** Reading text follows **
A certified copy of this entry shall constitute the mandate pursuant to App.R. 27. See, also, 6th Dist.Loc.App.R. 4, amended 1/1/98.
Pietrykowski, J., Parish, J., Skow, J., Concur.
** End of Reading text **
** Data shown follows **
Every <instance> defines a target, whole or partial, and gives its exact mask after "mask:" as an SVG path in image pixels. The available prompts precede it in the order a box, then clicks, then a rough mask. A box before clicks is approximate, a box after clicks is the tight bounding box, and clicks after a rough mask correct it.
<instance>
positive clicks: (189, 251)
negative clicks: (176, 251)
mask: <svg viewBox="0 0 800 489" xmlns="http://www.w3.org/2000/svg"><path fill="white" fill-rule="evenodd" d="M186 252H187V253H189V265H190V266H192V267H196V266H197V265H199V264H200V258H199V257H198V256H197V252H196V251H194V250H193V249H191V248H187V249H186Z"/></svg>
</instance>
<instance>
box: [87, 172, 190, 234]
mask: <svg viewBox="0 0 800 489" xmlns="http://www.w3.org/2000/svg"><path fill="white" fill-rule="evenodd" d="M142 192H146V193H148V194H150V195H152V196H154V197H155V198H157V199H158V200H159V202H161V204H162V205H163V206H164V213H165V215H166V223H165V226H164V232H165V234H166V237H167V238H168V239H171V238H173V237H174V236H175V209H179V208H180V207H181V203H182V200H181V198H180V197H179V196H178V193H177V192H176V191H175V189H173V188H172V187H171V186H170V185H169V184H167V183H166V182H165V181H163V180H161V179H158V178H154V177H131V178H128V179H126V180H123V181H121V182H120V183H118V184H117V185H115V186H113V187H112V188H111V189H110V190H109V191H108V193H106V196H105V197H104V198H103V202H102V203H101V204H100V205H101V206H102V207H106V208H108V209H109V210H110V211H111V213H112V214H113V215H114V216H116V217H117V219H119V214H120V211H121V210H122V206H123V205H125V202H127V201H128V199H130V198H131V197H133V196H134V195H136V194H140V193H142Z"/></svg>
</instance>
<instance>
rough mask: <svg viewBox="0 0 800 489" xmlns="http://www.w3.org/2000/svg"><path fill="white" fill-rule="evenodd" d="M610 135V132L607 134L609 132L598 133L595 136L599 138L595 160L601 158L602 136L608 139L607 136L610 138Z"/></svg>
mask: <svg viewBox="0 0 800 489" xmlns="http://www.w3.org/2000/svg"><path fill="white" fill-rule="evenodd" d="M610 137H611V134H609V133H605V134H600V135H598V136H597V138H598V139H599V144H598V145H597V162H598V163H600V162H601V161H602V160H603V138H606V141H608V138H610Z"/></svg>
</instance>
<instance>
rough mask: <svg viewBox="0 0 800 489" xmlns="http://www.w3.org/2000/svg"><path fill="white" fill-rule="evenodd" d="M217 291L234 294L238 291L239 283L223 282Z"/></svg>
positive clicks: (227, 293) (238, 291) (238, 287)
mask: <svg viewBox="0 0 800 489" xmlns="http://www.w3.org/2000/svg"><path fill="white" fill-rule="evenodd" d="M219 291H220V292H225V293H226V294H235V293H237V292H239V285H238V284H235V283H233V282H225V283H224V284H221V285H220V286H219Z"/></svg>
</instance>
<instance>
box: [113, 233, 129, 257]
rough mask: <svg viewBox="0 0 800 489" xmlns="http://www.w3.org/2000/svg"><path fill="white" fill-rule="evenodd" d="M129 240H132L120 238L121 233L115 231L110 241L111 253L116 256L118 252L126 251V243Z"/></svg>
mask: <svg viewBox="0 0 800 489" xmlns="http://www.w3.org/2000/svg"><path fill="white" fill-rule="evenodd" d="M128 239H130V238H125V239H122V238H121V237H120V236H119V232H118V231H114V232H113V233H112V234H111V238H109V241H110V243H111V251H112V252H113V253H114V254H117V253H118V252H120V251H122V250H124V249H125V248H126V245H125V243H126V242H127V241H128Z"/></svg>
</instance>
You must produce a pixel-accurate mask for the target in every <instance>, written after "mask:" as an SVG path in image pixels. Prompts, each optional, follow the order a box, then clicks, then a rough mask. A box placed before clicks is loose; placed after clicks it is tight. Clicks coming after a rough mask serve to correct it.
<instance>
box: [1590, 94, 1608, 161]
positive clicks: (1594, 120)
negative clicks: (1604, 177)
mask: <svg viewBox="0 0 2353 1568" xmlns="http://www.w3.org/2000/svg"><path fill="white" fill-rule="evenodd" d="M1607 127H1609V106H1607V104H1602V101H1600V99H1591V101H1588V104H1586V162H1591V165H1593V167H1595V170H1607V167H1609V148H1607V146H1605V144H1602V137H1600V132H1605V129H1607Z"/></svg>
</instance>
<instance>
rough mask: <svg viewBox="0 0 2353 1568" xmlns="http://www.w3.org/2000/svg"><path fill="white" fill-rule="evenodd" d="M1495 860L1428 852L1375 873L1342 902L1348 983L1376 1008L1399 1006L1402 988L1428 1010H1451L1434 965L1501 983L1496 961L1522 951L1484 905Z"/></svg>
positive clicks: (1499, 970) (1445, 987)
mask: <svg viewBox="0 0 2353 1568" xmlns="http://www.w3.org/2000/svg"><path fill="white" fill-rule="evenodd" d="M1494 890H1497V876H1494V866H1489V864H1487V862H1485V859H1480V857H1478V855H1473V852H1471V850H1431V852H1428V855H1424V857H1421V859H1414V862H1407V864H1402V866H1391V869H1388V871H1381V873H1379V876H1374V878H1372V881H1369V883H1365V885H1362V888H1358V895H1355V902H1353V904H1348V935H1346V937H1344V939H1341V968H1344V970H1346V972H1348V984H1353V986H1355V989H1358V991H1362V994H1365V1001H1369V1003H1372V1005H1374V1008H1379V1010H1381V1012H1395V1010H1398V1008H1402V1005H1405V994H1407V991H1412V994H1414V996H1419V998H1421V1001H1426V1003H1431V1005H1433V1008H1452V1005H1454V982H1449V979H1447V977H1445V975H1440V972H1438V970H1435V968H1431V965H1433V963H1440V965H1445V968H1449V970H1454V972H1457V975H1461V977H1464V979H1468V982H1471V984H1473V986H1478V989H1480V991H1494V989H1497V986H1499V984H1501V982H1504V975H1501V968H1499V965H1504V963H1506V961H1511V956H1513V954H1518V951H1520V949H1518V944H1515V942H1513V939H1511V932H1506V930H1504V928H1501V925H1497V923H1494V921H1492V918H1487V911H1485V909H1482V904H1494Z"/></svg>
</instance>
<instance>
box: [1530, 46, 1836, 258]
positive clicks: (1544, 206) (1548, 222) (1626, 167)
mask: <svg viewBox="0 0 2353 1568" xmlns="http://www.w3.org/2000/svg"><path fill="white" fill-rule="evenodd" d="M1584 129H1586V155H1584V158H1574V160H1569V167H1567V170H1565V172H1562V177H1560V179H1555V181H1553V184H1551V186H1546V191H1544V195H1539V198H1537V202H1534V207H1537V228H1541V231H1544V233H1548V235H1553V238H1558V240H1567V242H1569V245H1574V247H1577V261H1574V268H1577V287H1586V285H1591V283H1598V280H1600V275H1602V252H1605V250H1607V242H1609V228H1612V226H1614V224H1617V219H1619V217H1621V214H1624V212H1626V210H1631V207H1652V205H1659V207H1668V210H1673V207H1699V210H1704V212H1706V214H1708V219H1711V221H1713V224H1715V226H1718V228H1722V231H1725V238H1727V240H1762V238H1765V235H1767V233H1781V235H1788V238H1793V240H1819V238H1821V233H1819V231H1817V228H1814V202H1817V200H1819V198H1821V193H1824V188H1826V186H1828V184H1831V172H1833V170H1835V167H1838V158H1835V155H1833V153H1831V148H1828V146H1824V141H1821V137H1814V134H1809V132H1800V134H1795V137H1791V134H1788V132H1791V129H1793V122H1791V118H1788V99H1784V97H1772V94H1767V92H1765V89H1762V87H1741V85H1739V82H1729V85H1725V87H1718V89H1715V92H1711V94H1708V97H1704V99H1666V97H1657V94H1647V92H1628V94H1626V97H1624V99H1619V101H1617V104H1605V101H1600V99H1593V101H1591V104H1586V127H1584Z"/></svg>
** End of Data shown **
→ What to work on:
A – In the court entry, what will a certified copy of the entry constitute?
B – Write out everything in the court entry from "A certified copy" down to "Skow, J., Concur.".
The rows have nothing to do with the court entry.

→ Expected responses:
A – The mandate pursuant to App.R. 27.

B –
A certified copy of this entry shall constitute the mandate pursuant to App.R. 27. See, also, 6th Dist.Loc.App.R. 4, amended 1/1/98.
Pietrykowski, J., Parish, J., Skow, J., Concur.